Problem statement: Count the lines in the records below that contain the string "steel", matching case exactly, and give only that number.

-- START Rows --

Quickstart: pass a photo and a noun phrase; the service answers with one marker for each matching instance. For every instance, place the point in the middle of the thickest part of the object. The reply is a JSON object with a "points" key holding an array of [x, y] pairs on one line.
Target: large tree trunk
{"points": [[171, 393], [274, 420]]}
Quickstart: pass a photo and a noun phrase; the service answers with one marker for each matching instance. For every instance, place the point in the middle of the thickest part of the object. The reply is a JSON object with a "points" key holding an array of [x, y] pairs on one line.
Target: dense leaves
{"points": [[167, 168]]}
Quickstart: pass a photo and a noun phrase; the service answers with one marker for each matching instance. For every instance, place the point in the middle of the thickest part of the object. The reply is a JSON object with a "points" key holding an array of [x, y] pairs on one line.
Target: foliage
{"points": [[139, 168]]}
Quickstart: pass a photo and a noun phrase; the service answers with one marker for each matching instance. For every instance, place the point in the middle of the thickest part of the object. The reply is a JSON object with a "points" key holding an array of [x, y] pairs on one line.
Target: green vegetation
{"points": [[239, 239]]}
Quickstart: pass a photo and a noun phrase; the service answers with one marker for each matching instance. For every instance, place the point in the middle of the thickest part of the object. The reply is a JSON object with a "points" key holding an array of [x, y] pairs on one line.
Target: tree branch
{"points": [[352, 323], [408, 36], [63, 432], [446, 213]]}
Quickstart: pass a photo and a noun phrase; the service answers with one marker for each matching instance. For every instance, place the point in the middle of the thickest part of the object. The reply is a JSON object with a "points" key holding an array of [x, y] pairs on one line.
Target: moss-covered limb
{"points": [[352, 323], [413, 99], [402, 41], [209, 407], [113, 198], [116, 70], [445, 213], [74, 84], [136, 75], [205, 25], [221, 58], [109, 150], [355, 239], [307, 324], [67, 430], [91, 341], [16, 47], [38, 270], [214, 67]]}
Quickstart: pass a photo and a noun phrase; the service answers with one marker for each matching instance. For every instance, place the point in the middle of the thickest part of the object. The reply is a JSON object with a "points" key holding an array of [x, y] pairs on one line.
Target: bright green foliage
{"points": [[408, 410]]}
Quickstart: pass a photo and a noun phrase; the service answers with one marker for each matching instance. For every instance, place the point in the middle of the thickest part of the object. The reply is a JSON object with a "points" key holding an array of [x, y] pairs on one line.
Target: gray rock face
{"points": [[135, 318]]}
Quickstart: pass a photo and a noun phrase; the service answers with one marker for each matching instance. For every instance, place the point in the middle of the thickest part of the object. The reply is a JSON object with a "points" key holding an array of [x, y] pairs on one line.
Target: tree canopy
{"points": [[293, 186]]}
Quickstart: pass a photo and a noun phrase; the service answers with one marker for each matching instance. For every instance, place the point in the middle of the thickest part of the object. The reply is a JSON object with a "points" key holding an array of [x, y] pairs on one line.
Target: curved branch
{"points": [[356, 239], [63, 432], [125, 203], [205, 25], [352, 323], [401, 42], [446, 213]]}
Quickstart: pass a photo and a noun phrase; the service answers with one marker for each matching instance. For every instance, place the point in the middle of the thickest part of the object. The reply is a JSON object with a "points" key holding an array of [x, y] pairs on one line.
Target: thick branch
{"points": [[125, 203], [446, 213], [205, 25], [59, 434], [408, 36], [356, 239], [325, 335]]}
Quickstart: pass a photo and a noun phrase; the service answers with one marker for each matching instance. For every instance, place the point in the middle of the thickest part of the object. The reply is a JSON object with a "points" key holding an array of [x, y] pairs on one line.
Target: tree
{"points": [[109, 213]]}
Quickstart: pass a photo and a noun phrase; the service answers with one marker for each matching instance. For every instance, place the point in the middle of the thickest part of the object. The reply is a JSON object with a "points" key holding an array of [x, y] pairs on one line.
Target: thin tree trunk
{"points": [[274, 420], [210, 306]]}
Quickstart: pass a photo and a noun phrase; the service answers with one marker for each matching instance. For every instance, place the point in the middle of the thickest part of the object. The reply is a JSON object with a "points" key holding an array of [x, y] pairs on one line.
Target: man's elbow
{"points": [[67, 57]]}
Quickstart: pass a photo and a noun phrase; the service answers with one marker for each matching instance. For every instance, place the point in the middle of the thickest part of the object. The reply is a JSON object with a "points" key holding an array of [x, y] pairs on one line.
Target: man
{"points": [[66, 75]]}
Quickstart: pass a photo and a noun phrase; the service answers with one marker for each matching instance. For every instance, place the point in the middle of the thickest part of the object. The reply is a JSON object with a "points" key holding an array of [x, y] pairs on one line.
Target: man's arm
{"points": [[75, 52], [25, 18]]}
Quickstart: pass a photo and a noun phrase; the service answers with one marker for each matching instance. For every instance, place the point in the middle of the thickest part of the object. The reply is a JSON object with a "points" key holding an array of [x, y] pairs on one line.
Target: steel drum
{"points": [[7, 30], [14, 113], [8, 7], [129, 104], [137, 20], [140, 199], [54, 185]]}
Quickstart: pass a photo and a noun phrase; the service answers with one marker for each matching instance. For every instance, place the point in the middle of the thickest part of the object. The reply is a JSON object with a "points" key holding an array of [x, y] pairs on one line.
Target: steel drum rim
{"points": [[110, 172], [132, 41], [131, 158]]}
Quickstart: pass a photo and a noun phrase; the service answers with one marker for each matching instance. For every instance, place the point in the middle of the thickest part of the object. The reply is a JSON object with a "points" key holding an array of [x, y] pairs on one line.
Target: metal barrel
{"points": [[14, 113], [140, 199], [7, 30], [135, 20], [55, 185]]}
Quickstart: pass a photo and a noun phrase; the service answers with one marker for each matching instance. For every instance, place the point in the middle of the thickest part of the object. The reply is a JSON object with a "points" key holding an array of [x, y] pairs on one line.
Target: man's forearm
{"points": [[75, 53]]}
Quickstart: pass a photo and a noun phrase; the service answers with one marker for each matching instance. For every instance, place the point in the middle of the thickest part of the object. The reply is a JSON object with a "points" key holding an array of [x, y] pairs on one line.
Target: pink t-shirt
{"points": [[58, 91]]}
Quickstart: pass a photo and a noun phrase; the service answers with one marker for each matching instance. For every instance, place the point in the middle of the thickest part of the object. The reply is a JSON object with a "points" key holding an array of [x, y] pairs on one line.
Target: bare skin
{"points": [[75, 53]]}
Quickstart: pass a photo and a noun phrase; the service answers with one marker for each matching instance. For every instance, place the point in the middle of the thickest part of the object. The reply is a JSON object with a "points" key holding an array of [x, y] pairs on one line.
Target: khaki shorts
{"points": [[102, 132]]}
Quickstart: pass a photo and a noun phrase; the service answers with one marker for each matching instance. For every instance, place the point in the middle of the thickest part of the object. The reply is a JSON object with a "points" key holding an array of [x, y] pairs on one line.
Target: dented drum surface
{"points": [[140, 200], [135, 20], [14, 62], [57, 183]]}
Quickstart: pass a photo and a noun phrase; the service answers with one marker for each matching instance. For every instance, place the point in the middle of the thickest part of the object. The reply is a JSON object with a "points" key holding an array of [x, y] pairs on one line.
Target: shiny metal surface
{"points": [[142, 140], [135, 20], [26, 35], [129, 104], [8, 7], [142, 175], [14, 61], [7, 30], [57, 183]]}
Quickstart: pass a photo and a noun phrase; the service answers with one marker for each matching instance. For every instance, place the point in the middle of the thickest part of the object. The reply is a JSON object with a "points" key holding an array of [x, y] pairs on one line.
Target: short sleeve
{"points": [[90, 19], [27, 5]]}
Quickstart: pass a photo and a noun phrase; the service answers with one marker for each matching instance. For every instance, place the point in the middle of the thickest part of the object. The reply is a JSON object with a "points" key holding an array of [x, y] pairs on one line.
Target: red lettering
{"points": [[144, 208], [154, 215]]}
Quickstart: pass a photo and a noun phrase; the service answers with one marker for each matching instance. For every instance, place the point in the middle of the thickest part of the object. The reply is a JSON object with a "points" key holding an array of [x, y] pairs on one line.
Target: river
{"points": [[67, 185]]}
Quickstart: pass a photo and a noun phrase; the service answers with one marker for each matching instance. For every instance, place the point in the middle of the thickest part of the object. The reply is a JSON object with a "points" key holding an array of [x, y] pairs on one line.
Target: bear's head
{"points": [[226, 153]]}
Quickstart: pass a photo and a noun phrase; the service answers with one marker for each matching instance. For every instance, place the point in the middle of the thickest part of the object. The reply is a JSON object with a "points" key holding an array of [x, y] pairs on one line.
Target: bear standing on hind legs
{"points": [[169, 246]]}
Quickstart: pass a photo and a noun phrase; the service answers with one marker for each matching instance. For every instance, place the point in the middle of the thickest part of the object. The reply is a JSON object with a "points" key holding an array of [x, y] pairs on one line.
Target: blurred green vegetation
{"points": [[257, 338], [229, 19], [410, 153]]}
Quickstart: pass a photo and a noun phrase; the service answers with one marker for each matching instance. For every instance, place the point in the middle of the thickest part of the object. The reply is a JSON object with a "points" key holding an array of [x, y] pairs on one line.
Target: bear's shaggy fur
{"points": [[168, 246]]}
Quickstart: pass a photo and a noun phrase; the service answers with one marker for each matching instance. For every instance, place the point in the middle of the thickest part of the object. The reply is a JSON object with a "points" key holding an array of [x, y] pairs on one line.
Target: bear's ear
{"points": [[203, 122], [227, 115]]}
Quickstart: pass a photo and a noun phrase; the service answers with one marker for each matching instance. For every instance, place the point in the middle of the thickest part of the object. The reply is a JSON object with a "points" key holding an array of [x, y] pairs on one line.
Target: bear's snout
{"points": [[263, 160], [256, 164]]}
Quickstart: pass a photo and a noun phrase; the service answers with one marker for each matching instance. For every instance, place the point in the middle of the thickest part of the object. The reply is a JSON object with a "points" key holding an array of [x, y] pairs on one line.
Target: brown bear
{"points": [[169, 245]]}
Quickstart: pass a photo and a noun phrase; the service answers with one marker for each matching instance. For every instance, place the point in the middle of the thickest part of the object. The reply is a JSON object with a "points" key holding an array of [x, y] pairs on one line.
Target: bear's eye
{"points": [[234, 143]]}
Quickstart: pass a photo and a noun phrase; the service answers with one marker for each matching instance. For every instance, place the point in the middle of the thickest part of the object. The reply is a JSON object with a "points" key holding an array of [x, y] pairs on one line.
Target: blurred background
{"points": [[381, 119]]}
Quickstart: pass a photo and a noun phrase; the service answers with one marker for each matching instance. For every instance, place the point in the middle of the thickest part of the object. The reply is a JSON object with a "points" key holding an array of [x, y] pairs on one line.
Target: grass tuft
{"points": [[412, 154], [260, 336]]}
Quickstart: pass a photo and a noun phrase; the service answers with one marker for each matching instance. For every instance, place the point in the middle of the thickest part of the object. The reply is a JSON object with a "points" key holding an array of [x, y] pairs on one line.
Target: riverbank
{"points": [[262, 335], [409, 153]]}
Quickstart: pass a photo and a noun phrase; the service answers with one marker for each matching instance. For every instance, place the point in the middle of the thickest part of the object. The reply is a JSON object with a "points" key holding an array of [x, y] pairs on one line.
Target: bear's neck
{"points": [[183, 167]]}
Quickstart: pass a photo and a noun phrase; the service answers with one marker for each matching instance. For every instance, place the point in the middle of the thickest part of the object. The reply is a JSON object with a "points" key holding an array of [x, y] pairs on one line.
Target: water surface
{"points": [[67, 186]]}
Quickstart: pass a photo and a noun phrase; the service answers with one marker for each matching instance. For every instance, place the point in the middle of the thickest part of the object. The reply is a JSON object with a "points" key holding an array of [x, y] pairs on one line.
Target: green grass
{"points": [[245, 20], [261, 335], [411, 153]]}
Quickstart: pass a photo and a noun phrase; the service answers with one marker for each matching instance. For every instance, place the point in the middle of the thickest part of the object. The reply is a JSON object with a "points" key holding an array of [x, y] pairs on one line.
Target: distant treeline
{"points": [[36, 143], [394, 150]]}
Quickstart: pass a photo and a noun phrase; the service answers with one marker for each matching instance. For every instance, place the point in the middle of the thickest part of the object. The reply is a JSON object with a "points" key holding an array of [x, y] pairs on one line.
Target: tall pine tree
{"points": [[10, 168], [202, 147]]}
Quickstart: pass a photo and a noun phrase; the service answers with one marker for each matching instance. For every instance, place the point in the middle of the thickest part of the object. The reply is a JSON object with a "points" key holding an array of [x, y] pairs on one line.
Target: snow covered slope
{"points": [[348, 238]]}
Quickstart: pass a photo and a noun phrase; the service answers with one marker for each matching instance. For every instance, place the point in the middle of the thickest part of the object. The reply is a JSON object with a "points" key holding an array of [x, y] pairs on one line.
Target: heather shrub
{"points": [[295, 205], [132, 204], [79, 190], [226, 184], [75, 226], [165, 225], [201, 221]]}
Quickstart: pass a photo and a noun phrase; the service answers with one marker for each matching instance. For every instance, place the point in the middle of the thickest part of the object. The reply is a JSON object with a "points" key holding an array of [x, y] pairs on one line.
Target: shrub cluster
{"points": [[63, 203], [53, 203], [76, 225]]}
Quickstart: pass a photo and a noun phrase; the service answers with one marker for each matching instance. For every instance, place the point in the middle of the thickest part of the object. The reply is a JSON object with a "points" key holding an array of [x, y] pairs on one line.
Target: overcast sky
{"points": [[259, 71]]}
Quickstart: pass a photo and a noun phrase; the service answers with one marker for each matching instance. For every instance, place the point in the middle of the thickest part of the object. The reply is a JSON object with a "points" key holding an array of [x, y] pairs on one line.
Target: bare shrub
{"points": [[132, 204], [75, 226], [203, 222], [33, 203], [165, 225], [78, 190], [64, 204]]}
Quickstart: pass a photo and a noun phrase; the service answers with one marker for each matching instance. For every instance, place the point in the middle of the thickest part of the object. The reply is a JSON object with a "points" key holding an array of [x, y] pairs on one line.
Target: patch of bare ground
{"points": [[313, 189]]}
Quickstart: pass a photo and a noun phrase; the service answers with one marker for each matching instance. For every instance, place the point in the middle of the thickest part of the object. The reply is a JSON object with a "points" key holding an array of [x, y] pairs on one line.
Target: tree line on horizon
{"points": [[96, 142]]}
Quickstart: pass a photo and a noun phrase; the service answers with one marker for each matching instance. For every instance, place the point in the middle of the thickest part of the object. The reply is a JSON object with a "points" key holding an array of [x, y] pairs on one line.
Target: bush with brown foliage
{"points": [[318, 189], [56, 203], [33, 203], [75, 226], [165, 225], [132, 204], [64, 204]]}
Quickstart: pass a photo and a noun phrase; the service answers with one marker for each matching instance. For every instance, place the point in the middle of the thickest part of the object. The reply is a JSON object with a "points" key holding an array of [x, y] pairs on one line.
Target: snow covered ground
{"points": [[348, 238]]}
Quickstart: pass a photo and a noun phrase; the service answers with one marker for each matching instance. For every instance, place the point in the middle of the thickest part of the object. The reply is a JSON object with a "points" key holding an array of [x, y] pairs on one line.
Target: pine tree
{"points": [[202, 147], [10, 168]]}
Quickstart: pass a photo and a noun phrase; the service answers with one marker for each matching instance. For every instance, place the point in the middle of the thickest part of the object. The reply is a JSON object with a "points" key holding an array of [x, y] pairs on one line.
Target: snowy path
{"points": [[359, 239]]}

-- END Rows --

Problem solution: 2